Reverend Doctor Philius Nicolas has led the Evangelical Crusade of Fishers of Men since its founding in 1973 in East Flatbush, Brooklyn. Yet, this church’s congregation was shaken to its core by the Jan. 12 earthquake in Haiti, which resulted in a death toll of some 230,000 and has left more than two million people without food, shelter and water.
“Every member of this church lost somebody in the earthquake,” said Rev. Nicolas. “There is one member of my church who has an apartment building in Port-au-Prince that housed 30 people. Only one of them was saved, 29 of them died that Tuesday afternoon.”
As one of the Haitian Consulate’s official drop-off locations for disaster relief supplies in Brooklyn, the Evangelical Crusade of Fishers of Men has received so many material contributions that Rev. Nicolas has no more room to store donations until the consulate picks up the more than two rooms’ worth of goods that have already been collected.

AVAILABLE DATA:

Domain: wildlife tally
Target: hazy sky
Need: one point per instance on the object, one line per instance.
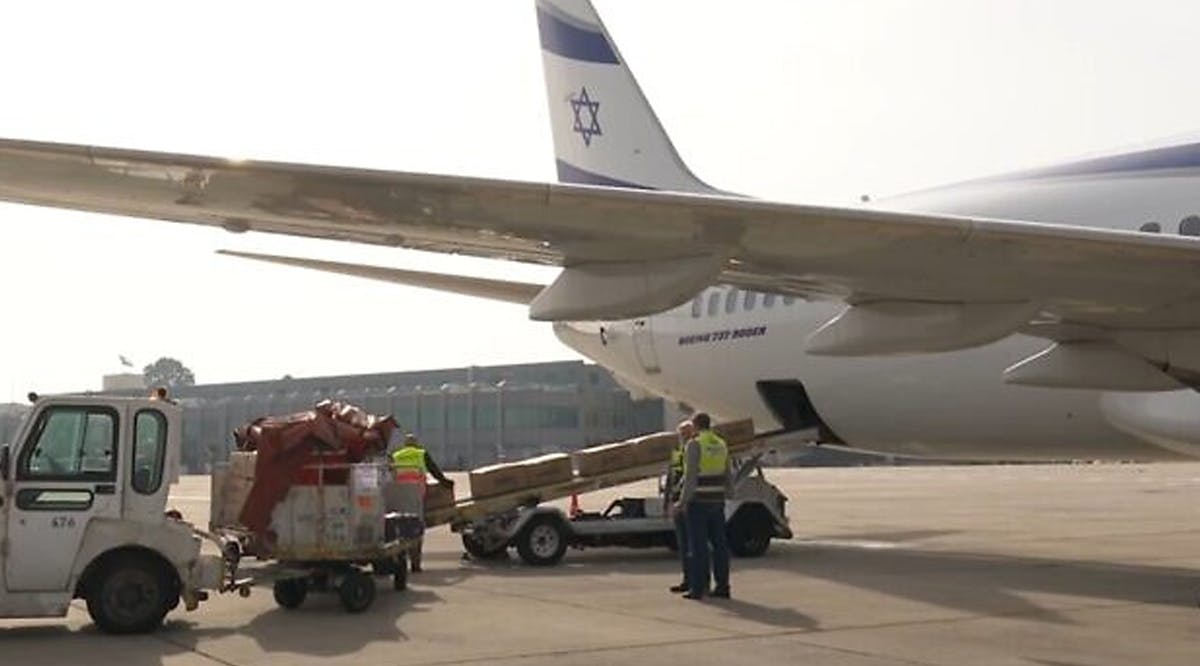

TASK BRIEF: According to the article about the Brooklyn church, in what year was the Evangelical Crusade of Fishers of Men founded? The lines are separate from the article about the Brooklyn church.

TASK OUTPUT: 1973